Data entries –
------------
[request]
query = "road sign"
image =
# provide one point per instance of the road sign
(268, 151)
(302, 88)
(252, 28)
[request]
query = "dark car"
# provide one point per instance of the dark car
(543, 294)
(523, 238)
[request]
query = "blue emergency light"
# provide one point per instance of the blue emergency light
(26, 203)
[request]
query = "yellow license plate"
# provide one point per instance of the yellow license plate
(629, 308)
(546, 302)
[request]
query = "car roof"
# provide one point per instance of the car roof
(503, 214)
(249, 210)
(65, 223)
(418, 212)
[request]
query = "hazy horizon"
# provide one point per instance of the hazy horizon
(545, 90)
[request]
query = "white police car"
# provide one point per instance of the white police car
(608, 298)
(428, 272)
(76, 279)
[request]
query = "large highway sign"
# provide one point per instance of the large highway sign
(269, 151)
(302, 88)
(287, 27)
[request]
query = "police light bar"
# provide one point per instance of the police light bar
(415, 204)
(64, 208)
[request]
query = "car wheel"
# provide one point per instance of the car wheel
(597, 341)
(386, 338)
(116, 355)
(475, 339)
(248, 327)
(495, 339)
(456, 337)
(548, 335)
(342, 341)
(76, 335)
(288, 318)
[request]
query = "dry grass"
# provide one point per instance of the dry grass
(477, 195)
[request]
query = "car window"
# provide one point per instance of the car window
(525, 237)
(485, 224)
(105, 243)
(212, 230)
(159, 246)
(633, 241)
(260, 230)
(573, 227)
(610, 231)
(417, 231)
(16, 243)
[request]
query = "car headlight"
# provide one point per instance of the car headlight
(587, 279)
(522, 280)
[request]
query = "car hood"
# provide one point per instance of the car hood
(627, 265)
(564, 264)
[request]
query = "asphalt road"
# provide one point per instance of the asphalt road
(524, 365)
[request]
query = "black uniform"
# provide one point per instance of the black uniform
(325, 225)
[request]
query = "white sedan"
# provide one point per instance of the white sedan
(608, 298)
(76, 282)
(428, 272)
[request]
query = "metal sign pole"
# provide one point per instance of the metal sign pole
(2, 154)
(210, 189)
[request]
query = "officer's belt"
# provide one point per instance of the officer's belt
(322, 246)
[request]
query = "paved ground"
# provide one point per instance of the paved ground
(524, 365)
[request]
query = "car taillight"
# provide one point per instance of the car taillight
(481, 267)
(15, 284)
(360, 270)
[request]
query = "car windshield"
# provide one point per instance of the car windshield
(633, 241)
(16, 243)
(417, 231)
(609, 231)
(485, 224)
------------
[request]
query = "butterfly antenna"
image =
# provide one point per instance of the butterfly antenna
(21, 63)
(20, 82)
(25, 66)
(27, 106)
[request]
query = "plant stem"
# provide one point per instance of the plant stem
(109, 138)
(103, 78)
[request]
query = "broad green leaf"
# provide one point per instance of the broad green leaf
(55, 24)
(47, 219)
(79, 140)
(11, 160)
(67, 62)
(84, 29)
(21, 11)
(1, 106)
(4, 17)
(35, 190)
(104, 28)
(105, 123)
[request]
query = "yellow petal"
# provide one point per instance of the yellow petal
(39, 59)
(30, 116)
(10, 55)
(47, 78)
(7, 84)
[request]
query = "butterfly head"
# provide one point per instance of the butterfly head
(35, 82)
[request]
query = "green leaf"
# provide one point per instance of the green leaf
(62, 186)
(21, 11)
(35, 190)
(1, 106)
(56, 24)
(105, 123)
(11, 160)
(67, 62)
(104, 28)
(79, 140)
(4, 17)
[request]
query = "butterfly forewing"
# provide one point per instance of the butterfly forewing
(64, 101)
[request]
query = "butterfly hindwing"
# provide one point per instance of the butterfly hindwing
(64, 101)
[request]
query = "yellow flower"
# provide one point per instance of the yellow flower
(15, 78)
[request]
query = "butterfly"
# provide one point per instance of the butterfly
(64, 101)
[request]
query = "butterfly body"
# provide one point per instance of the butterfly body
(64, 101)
------------
Do this – Find every line in the records that contains the string "stem" and copy each one out in full.

The result –
query = "plant stem"
# provide one point per instance of the plant stem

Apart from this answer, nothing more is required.